··· Document passage

Designed by Conran & Partners, UK and awarded as ‘the best Indian restaurant’ for three consecutive years, Fire restaurant at the Park had sunk into a bit of oblivion over the last couple of years. Under the leadership of executive chef Anurudh Khanna, this restaurant is taking firm steps to re-establish its presence in the ‘nouvelle Indian cuisine’ space, now taken over by chef Manish Mehrotra’s Indian Accent. Pawan and I are back to the minimalistic, albeit trifle boring interiors of the Fire restaurant to have a glimpse of their new menu, hosted by chef Anurudh.
We start the tasting process with an amazing palate cleanser – fresh jamun sorbet seasoned with black salt. A bite takes me back to a taste redolent with memories of my childhood. Savouring the sorbet, I ask Anurudh what he sees as the soul of his restaurant. “We are the first to use authentic recipes, and forbidden fruits, vegetables with a unique presentation, and light, playful textures. Take the jamun sorbet for example or the bael sorbet that we also serve”, he continues, “these need serious efforts going into local sourcing and foraging. It is this foraged produce that contributes to making Fire unique.”
The first dish to arrive on our table is a vegetable that is normally forbidden in restaurants. Kurkure karele ki chat with fresh pomegranate seeds (Rs 425) is crisp, sweet, spicy, tangy, bitter and rather addictive. The platter of trio of beans (Rs 425) has authentic tasting green beans poriyal, a very clever edamame masala, and soft rajma shami kabab, with each of the components being an enjoyable experience.
The curry leaf scallops with poppadom dust and mustard cress (Rs 895) is an inspired idea but alas not backed by an equally inspired execution. The dish is over salted and not optimally cooked, with the inside of the scallops being mushy rather than spongy.

······

Set tasks ::
1/ Translate this sentence from the Fire restaurant review into Spanish: "The first dish to arrive on our table is a vegetable that is normally forbidden in restaurants."
2/ In the Fire restaurant review, rewrite the part starting with "The first dish" and going on through "rather than spongy.", and replace "scallops" with "prawns".

··· Material provided

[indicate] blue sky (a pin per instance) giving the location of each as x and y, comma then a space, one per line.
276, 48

······

Exercise results ::
1/ El primer plato que llega a nuestra mesa es una verdura que normalmente está prohibida en los restaurantes.

2/
The first dish to arrive on our table is a vegetable that is normally forbidden in restaurants. Kurkure karele ki chat with fresh pomegranate seeds (Rs 425) is crisp, sweet, spicy, tangy, bitter and rather addictive. The platter of trio of beans (Rs 425) has authentic tasting green beans poriyal, a very clever edamame masala, and soft rajma shami kabab, with each of the components being an enjoyable experience.
The curry leaf prawns with poppadom dust and mustard cress (Rs 895) is an inspired idea but alas not backed by an equally inspired execution. The dish is over salted and not optimally cooked, with the inside of the prawns being mushy rather than spongy.